Stored data entries
---------------
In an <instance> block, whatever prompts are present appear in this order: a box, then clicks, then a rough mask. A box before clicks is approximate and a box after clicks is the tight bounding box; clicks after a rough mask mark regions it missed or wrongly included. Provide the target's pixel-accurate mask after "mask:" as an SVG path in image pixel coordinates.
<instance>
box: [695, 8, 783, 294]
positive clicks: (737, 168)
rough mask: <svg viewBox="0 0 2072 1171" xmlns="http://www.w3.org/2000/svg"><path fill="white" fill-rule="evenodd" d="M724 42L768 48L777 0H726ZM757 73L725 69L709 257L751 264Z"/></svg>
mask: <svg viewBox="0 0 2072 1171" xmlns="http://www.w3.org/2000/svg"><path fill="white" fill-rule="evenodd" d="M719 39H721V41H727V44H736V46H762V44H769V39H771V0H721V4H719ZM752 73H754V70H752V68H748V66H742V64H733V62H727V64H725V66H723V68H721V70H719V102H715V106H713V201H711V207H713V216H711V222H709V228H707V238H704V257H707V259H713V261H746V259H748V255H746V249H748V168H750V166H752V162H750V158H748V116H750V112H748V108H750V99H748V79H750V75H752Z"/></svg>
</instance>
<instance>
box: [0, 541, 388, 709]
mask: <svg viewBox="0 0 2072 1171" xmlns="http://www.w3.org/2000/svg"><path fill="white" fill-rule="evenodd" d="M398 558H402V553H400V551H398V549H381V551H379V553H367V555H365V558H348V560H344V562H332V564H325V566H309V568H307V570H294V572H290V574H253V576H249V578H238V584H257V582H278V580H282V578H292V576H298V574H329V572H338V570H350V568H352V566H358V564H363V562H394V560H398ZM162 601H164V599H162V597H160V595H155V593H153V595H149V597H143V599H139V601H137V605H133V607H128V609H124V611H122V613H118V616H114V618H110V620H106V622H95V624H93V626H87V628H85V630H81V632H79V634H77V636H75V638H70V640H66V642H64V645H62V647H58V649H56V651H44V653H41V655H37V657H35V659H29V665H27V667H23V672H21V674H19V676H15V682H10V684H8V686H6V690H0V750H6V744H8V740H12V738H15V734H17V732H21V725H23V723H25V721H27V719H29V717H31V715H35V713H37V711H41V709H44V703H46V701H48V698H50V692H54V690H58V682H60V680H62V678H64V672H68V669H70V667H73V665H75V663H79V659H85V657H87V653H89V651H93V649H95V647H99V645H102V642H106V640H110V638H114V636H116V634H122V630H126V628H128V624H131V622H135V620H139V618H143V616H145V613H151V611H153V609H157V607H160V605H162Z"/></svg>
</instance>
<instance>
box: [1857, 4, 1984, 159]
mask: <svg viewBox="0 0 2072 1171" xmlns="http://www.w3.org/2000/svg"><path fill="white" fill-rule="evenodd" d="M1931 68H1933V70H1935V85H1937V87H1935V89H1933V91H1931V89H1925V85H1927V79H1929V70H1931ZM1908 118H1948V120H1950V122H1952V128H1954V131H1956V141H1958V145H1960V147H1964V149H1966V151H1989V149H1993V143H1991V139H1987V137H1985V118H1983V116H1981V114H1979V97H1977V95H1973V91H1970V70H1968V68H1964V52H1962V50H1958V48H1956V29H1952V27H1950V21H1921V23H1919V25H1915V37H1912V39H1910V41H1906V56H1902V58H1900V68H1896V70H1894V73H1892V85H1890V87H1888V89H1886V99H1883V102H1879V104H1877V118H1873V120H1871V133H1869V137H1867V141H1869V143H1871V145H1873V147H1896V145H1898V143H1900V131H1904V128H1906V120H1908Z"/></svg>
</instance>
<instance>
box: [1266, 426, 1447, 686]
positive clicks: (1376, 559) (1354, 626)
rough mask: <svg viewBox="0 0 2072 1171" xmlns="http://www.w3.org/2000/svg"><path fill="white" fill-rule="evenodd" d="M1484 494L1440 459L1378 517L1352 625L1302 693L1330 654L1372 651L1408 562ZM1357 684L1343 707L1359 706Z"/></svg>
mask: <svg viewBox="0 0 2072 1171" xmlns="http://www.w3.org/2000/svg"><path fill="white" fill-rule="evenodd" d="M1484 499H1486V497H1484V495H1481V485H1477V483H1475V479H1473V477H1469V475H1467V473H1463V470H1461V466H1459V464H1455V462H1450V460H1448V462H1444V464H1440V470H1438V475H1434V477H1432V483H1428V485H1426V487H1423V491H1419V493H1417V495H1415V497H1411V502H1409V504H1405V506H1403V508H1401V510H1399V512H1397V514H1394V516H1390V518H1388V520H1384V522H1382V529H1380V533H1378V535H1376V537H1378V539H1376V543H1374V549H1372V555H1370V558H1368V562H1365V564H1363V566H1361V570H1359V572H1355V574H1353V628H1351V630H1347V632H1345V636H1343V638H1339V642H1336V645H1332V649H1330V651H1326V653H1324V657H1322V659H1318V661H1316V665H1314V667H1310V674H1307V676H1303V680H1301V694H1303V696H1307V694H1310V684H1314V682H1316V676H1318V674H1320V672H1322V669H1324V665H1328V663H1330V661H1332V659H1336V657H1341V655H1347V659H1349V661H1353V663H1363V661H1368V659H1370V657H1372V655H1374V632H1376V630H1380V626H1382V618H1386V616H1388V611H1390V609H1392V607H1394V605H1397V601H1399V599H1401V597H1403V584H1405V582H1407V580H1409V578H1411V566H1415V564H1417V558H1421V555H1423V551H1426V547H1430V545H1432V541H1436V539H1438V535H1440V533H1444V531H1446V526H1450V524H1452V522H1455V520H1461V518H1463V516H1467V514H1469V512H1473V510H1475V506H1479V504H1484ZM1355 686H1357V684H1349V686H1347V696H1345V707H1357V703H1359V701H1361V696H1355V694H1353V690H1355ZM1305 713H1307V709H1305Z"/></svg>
---------------
### WHAT YOU HAVE TO DO
Reproduce the data in full, exactly.

### ANSWER SECTION
In an <instance> block, whatever prompts are present appear in this order: a box, then clicks, then a rough mask. A box before clicks is approximate and a box after clicks is the tight bounding box; clicks after a rough mask mark regions it missed or wrongly included. Provide the target's pixel-accurate mask after "mask:" as an SVG path in image pixel coordinates.
<instance>
box: [695, 8, 783, 294]
positive clicks: (737, 168)
rough mask: <svg viewBox="0 0 2072 1171" xmlns="http://www.w3.org/2000/svg"><path fill="white" fill-rule="evenodd" d="M724 42L768 48L777 0H726ZM757 73L725 69L709 257L751 264Z"/></svg>
mask: <svg viewBox="0 0 2072 1171" xmlns="http://www.w3.org/2000/svg"><path fill="white" fill-rule="evenodd" d="M719 39H721V41H727V44H736V46H762V44H769V39H771V0H721V4H719ZM752 73H754V70H752V68H748V66H742V64H733V62H727V64H725V66H723V68H721V70H719V102H715V106H713V201H711V207H713V216H711V222H709V228H707V238H704V257H707V259H713V261H746V259H748V255H746V249H748V168H750V166H752V162H750V158H748V116H750V112H748V108H750V99H748V79H750V75H752Z"/></svg>
</instance>
<instance>
box: [0, 541, 388, 709]
mask: <svg viewBox="0 0 2072 1171" xmlns="http://www.w3.org/2000/svg"><path fill="white" fill-rule="evenodd" d="M398 558H402V553H400V551H398V549H381V551H379V553H367V555H365V558H348V560H344V562H332V564H325V566H309V568H307V570H294V572H290V574H253V576H249V578H238V584H257V582H278V580H282V578H292V576H298V574H329V572H338V570H350V568H352V566H358V564H363V562H394V560H398ZM162 601H164V599H162V597H160V595H155V593H153V595H149V597H143V599H139V601H137V605H133V607H128V609H124V611H122V613H118V616H114V618H110V620H106V622H95V624H93V626H87V628H85V630H81V632H79V634H77V636H75V638H70V640H66V642H64V645H62V647H58V649H56V651H44V653H41V655H37V657H35V659H29V665H27V667H23V672H21V674H19V676H15V682H10V684H8V686H6V690H0V750H6V744H8V740H12V738H15V734H17V732H21V725H23V723H25V721H27V719H29V717H31V715H35V713H37V711H41V709H44V703H46V701H48V698H50V692H54V690H58V682H60V680H62V678H64V672H68V669H70V667H73V665H75V663H79V659H85V657H87V653H89V651H93V649H95V647H99V645H102V642H106V640H110V638H114V636H116V634H122V630H126V628H128V624H131V622H135V620H139V618H143V616H145V613H151V611H153V609H157V607H160V605H162Z"/></svg>
</instance>
<instance>
box: [1857, 4, 1984, 159]
mask: <svg viewBox="0 0 2072 1171" xmlns="http://www.w3.org/2000/svg"><path fill="white" fill-rule="evenodd" d="M1931 68H1933V70H1935V85H1937V87H1935V89H1933V91H1931V89H1925V85H1927V79H1929V70H1931ZM1908 118H1948V120H1950V122H1952V128H1954V131H1956V141H1958V145H1960V147H1964V149H1966V151H1989V149H1993V143H1991V139H1987V137H1985V118H1983V116H1981V114H1979V97H1977V95H1973V91H1970V70H1968V68H1964V52H1962V50H1958V48H1956V29H1952V27H1950V21H1921V23H1919V25H1915V37H1912V39H1910V41H1906V56H1902V58H1900V68H1896V70H1894V73H1892V85H1890V87H1888V89H1886V99H1883V102H1879V104H1877V118H1873V120H1871V133H1869V137H1867V141H1869V143H1871V145H1873V147H1896V145H1898V143H1900V131H1904V128H1906V120H1908Z"/></svg>
</instance>
<instance>
box: [1266, 426, 1447, 686]
positive clicks: (1376, 559) (1354, 626)
rough mask: <svg viewBox="0 0 2072 1171" xmlns="http://www.w3.org/2000/svg"><path fill="white" fill-rule="evenodd" d="M1484 494L1440 459L1378 517L1352 625L1302 693L1330 654L1372 651L1408 562ZM1357 684L1343 707L1359 706Z"/></svg>
mask: <svg viewBox="0 0 2072 1171" xmlns="http://www.w3.org/2000/svg"><path fill="white" fill-rule="evenodd" d="M1484 499H1486V497H1484V495H1481V485H1477V483H1475V479H1473V477H1469V475H1467V473H1463V470H1461V466H1459V464H1455V462H1450V460H1448V462H1444V464H1440V470H1438V475H1434V477H1432V483H1428V485H1426V487H1423V491H1419V493H1417V495H1415V497H1411V502H1409V504H1405V506H1403V508H1401V510H1399V512H1397V514H1394V516H1390V518H1388V520H1384V522H1382V529H1380V533H1378V535H1376V537H1378V539H1376V543H1374V549H1372V555H1370V558H1368V562H1365V564H1363V566H1361V570H1359V572H1355V574H1353V628H1351V630H1347V632H1345V636H1343V638H1339V642H1336V645H1332V649H1330V651H1326V653H1324V657H1322V659H1318V661H1316V665H1314V667H1310V674H1307V676H1303V680H1301V694H1303V696H1307V694H1310V684H1314V682H1316V676H1318V674H1320V672H1322V669H1324V665H1328V663H1330V661H1332V659H1336V657H1341V655H1347V659H1349V661H1353V663H1363V661H1368V659H1370V657H1372V655H1374V632H1376V630H1380V626H1382V618H1386V616H1388V611H1390V609H1392V607H1394V605H1397V601H1399V599H1401V597H1403V584H1405V582H1407V580H1409V578H1411V566H1415V564H1417V558H1421V555H1423V551H1426V547H1430V545H1432V541H1436V539H1438V535H1440V533H1444V531H1446V526H1450V524H1452V522H1455V520H1461V518H1463V516H1467V514H1469V512H1473V510H1475V506H1479V504H1484ZM1355 686H1357V684H1349V686H1347V696H1345V707H1357V703H1359V701H1361V696H1355V694H1353V690H1355ZM1305 713H1307V709H1305Z"/></svg>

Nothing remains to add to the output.